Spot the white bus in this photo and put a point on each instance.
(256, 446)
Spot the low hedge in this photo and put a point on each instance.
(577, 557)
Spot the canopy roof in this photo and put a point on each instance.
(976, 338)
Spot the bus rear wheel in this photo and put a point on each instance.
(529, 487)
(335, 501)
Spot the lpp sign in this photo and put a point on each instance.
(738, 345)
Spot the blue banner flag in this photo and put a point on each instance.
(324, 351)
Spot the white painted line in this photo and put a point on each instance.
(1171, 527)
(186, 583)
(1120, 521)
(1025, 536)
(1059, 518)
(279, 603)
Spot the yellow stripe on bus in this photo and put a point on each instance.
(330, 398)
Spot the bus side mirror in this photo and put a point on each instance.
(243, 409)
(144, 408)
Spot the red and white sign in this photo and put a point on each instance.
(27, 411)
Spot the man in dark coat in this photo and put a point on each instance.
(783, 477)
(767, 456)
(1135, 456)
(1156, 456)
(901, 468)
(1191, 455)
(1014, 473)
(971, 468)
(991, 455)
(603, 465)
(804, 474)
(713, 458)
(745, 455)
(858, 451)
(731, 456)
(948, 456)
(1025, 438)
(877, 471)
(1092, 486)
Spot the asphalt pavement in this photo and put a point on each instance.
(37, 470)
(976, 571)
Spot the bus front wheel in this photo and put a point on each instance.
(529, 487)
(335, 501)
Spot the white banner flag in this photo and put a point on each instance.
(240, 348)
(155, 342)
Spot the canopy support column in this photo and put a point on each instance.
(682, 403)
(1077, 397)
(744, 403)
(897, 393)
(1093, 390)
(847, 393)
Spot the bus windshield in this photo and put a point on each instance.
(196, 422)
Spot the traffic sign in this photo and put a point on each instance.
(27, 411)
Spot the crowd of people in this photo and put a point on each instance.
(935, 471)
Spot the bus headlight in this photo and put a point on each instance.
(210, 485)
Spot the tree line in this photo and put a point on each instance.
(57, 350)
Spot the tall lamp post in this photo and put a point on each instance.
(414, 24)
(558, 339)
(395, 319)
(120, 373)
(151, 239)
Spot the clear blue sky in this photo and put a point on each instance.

▸ **What you will do**:
Leaving every word in place, retype all of the listing.

▸ **Solved exercise**:
Spot the white bus in this photo and put a point on each instance.
(256, 446)
Spot the low hedge in this photo and put a point on each instance.
(577, 557)
Spot the canopy roof in this photo and put a point on each instance.
(976, 338)
Spot the bus rear wheel in this photo and put a point on each instance.
(529, 487)
(335, 501)
Spot the lpp sign in this photo and put a point on each instance.
(738, 345)
Spot the blue banner flag in this photo and put a point on each instance.
(324, 351)
Spot the white painted line in this photo and put a point on each instance.
(1171, 527)
(186, 583)
(1120, 521)
(1025, 536)
(1059, 518)
(279, 603)
Spot the yellow stripe on bus in this photo and put a point on each instance.
(330, 398)
Spot the bus side mirror in this photo and put a point on each instance.
(243, 409)
(144, 408)
Spot the red and white sign in this photo and put a point on each instance.
(27, 411)
Spot the man in dark coat in this photo and put a point on each instance.
(783, 477)
(767, 456)
(1135, 456)
(1156, 456)
(901, 468)
(1191, 455)
(1014, 473)
(971, 468)
(991, 455)
(603, 465)
(804, 474)
(713, 458)
(745, 455)
(858, 451)
(731, 456)
(948, 456)
(1025, 438)
(877, 471)
(1092, 486)
Spot the asphalt pavement in this photo and put a point on each instance.
(37, 470)
(976, 571)
Spot the bus front wheel in this photo and put a point on each instance.
(529, 487)
(335, 501)
Spot the white banner flag in this photo and put a point on each instance.
(240, 348)
(155, 342)
Spot the canopy support column in this photo and put a point on each instance.
(682, 403)
(1077, 397)
(744, 403)
(897, 393)
(1093, 390)
(847, 393)
Spot the bus windshield in this photo and put a point on each instance.
(196, 422)
Spot the traffic sign in this photo and put a point on each instance.
(27, 411)
Spot the crowd of people in this photo and put a point on each instance.
(935, 471)
Spot the bus headlight in this photo and put a point on each instance.
(210, 485)
Spot the tree line in this photo and put a point on each instance.
(57, 350)
Spot the tall lamp post in this photo and put a point on each instance.
(414, 24)
(558, 339)
(395, 319)
(120, 373)
(151, 239)
Spot the clear blue sky in this photo and put a point on each instance.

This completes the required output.